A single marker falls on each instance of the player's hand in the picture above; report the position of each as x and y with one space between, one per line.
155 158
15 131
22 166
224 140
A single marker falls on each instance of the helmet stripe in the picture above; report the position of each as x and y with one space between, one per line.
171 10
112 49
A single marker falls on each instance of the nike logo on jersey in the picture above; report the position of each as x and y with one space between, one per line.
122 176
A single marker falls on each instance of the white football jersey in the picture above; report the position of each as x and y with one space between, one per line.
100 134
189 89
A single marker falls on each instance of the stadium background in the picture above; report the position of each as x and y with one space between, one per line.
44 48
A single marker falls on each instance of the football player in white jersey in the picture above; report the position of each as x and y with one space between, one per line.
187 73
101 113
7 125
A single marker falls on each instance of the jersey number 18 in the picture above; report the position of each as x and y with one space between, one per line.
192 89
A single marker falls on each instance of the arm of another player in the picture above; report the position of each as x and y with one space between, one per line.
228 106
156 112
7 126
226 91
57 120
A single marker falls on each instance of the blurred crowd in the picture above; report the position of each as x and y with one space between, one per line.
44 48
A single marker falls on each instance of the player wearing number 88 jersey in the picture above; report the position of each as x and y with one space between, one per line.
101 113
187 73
──────
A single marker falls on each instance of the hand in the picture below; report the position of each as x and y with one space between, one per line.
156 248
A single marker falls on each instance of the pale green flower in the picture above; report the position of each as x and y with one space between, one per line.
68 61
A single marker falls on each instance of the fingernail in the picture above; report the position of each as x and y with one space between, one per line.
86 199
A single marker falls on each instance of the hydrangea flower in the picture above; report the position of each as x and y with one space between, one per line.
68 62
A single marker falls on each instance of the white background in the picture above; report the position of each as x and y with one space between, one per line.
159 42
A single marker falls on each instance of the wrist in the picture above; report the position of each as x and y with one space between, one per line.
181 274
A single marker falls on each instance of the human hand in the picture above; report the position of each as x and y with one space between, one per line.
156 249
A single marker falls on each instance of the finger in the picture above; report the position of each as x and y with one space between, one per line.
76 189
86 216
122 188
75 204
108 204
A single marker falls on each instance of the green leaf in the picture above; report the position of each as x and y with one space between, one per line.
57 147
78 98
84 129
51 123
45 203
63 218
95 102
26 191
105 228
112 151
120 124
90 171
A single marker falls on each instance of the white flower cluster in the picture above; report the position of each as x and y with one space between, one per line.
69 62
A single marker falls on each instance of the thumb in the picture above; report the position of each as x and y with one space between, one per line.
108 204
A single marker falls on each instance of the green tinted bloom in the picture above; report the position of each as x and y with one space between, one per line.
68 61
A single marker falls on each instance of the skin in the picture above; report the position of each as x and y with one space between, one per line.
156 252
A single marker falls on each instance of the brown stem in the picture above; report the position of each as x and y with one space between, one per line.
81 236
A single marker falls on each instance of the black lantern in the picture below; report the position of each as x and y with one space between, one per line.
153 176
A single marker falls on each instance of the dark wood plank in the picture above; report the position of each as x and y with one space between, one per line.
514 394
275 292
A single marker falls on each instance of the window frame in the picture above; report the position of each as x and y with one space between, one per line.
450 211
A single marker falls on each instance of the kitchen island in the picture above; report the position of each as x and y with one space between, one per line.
──────
§ Exercise aim: Beginning with the line containing "A single marker falls on each instance of the window" in the material above, copy every line exactly until you have copied the line containing "A single marker falls on each instance of the kitchen".

§ Reply to the exercise:
A single marker falls on each instance of the window frame in the picture above; report the position of each as x and y with one space between, one per line.
450 211
A single marker falls on each instance of the kitchen island in the picture above; report the position of each as x and y with one space between, one per line.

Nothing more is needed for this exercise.